### Data for this task

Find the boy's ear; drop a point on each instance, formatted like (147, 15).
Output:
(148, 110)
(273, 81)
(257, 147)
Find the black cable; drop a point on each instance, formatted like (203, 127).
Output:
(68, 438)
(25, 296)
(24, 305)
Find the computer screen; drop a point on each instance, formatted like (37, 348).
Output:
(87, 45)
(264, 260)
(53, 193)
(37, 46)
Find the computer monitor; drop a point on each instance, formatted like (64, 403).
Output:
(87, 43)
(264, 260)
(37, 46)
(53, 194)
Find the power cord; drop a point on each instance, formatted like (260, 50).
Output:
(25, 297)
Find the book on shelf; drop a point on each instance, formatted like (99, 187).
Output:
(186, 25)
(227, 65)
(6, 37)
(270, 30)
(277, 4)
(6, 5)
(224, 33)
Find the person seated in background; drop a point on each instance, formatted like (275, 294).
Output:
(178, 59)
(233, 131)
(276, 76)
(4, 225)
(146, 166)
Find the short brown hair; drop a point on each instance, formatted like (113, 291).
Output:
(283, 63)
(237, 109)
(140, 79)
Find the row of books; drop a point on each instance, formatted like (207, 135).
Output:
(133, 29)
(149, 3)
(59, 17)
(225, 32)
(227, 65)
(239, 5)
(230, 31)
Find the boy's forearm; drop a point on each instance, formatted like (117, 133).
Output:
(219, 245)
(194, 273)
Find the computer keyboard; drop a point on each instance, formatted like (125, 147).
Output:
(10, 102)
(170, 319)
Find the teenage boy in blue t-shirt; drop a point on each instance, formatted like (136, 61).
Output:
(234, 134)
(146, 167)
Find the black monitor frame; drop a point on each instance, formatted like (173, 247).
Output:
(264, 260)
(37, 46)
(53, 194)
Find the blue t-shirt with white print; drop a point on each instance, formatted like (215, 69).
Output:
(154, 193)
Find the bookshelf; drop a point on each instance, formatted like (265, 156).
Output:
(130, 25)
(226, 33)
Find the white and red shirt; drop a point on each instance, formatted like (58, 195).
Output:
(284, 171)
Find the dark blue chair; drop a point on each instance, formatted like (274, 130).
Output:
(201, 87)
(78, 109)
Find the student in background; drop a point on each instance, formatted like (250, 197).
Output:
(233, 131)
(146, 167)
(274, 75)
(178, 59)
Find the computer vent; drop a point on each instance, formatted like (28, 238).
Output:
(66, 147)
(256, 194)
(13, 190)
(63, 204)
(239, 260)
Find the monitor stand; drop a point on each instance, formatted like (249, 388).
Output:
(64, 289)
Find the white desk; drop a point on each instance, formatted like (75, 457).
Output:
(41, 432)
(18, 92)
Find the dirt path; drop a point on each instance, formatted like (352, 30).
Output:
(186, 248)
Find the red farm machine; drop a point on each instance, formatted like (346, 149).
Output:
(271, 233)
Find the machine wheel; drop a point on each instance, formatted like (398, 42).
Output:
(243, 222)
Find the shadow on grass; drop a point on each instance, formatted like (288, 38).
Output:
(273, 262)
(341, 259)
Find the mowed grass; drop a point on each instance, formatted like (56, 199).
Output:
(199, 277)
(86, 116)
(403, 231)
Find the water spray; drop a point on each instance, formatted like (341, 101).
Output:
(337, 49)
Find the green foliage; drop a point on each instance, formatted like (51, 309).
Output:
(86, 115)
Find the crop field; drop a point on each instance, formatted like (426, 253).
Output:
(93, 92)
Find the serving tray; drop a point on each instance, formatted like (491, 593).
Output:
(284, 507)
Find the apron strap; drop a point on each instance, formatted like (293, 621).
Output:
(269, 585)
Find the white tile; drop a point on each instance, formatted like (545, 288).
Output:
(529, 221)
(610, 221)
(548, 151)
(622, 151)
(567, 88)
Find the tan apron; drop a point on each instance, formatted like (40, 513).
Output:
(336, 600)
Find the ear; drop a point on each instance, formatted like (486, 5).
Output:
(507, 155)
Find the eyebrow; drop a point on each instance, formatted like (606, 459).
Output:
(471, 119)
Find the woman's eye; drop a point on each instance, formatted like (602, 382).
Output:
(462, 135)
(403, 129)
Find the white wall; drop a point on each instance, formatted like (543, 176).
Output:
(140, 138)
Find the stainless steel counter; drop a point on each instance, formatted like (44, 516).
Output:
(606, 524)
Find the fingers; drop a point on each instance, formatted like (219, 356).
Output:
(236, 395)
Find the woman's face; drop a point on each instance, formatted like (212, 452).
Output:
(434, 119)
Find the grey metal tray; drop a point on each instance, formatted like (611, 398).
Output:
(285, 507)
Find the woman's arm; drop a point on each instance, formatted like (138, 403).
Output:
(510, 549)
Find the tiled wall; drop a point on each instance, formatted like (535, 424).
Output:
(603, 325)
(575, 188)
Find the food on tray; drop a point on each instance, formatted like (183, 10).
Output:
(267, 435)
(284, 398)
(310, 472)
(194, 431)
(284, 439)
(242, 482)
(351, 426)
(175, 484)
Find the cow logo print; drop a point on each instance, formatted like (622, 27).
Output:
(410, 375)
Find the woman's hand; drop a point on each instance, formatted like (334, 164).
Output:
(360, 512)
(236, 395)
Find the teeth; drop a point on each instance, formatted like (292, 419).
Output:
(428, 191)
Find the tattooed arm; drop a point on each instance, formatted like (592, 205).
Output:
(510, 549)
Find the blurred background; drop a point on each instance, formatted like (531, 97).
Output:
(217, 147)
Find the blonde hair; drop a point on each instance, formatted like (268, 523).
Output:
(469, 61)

### Do this
Present every line of the rows above as a single numbered list, leaving out any blank lines.

### Exercise output
1. Find the boy's ear; drop a point on each instance, formatted like (147, 15).
2. Output:
3. (148, 110)
4. (273, 81)
5. (257, 147)
6. Find the black cable; drop a point on each instance, formatted like (203, 127).
7. Output:
8. (68, 438)
9. (25, 296)
10. (24, 305)
11. Find the computer screen; drop a point on each instance, formatted like (37, 348).
12. Output:
13. (87, 45)
14. (264, 260)
15. (53, 193)
16. (37, 46)
17. Find the computer monitor; drop a point on each instance, formatted like (64, 403).
18. Output:
19. (87, 43)
20. (264, 260)
21. (37, 46)
22. (53, 194)
23. Find the power cord; drop a point on each instance, formatted like (260, 50).
24. Output:
25. (25, 297)
26. Find the book on shelf; drop a point on each instance, formatted like (99, 187).
27. Output:
28. (186, 25)
29. (227, 65)
30. (6, 37)
31. (270, 30)
32. (277, 4)
33. (6, 5)
34. (224, 33)
35. Find the person seated in background; drop a point on each instance, formatted like (275, 294).
36. Output:
37. (178, 59)
38. (233, 131)
39. (276, 76)
40. (4, 225)
41. (146, 166)
42. Find the short brown hair; drop a point on each instance, formatted like (113, 291).
43. Output:
44. (283, 63)
45. (237, 109)
46. (140, 79)
47. Find the row of books; drop a point on each instance, formatted like (207, 135).
48. Output:
49. (133, 29)
50. (149, 3)
51. (59, 17)
52. (225, 32)
53. (227, 65)
54. (239, 5)
55. (230, 31)
56. Find the boy's forearm; drop a point on each instance, formatted like (117, 133).
57. Output:
58. (219, 245)
59. (194, 273)
60. Find the computer keyboard; drop a point on each instance, formatted like (125, 147).
61. Output:
62. (10, 102)
63. (170, 319)
64. Find the teenage boy in blue t-shirt; drop a point on each instance, formatted like (136, 61).
65. Output:
66. (234, 134)
67. (146, 167)
68. Find the black monitor frame; drop a point on each instance, formatted like (173, 247).
69. Output:
70. (264, 260)
71. (37, 46)
72. (53, 194)
73. Find the blue t-shirt with white print; drop a point on each instance, formatted like (215, 69).
74. Output:
75. (154, 193)
76. Find the bookshelf; drop a point on each instance, formatted like (265, 156).
77. Output:
78. (130, 25)
79. (226, 33)
80. Find the white and red shirt; drop a point on each instance, formatted like (58, 195).
81. Output:
82. (284, 171)
83. Find the dark blue chair; drop a point on each instance, formatted like (274, 130).
84. Output:
85. (201, 87)
86. (78, 109)
87. Find the student in background; drop a point on each instance, formatted like (250, 197).
88. Output:
89. (233, 131)
90. (146, 167)
91. (274, 75)
92. (178, 59)
93. Find the computer vent; drop a point on each instance, formatted like (28, 238).
94. Output:
95. (66, 147)
96. (256, 194)
97. (13, 190)
98. (63, 204)
99. (239, 260)
100. Find the monitor stand; drop a point on each instance, formatted like (249, 388).
101. Output:
102. (64, 289)
103. Find the white desk; drop a point on each instance, formatted like (75, 457).
104. Output:
105. (41, 432)
106. (18, 92)
107. Find the dirt path; drop a point on each instance, formatted like (352, 30).
108. Output:
109. (186, 248)
110. Find the red farm machine; drop a point on each instance, formatted like (346, 149).
111. Output:
112. (271, 233)
113. Find the machine wheel; drop a point on each instance, formatted like (398, 42).
114. Output:
115. (243, 222)
116. Find the shadow on grass; drop a point on each instance, formatted like (288, 38).
117. Output:
118. (273, 262)
119. (341, 259)
120. Find the mowed grass; drop a point on each instance, formatted like (56, 199).
121. Output:
122. (199, 277)
123. (86, 116)
124. (403, 231)
125. Find the water spray; drop a point on each instance, formatted like (341, 101).
126. Output:
127. (337, 49)
128. Find the green foliage; drop a point on each instance, formatted like (51, 309).
129. Output:
130. (86, 115)
131. Find the crop field; drop a point on each instance, formatted like (426, 253).
132. Output:
133. (93, 92)
134. Find the serving tray; drop a point on each instance, formatted like (491, 593).
135. Output:
136. (284, 507)
137. Find the apron strap; drop a point on each instance, formatted like (293, 621).
138. Output:
139. (269, 585)
140. Find the white tile; drop a point on each instance, formatted like (545, 288).
141. Output:
142. (529, 221)
143. (610, 221)
144. (548, 151)
145. (622, 151)
146. (567, 88)
147. Find the tan apron; drop a point on each instance, formatted like (40, 513).
148. Output:
149. (336, 600)
150. Find the ear; drop a point on each instance, formatted like (486, 5).
151. Output:
152. (507, 155)
153. Find the eyebrow; drop a point on each instance, formatted like (606, 459).
154. Output:
155. (471, 119)
156. Find the woman's eye; drop a point on each instance, formatted like (602, 382).
157. Output:
158. (462, 135)
159. (403, 129)
160. Find the white wall; drop a point on each instance, formatted like (543, 176).
161. Output:
162. (140, 138)
163. Find the stainless steel counter; drop a point on each instance, formatted like (44, 516).
164. Output:
165. (606, 524)
166. Find the fingers; drop a point on each instance, formatted like (219, 356).
167. Output:
168. (236, 395)
169. Find the woman's face; drop a point on each instance, formatted like (212, 452).
170. Output:
171. (434, 119)
172. Find the grey metal tray; drop a point on each instance, formatted like (611, 398).
173. Output:
174. (285, 507)
175. Find the woman's arm; drop a point on each instance, formatted like (138, 403).
176. Output:
177. (510, 549)
178. Find the tiled wall; drop a point on each instance, formatted like (535, 424).
179. Output:
180. (603, 325)
181. (575, 188)
182. Find the food on tray; drop a point on each instance, formatted like (183, 10).
183. Output:
184. (267, 435)
185. (284, 398)
186. (310, 472)
187. (194, 431)
188. (284, 439)
189. (242, 482)
190. (351, 426)
191. (175, 484)
192. Find the cow logo print; drop a point on each instance, formatted like (622, 27).
193. Output:
194. (410, 375)
195. Find the woman's hand; drop a point on each instance, formatted like (334, 164).
196. Output:
197. (360, 512)
198. (236, 395)
199. Find the teeth; drop a point on each instance, formatted like (292, 419).
200. Output:
201. (428, 191)
202. Find the tattooed arm; drop a point on each instance, formatted like (592, 205).
203. Output:
204. (510, 549)
205. Find the blurred background; drop a point on each instance, formatted like (531, 97).
206. Output:
207. (217, 147)
208. Find the blonde hair; drop a point on each instance, formatted like (268, 523).
209. Output:
210. (469, 61)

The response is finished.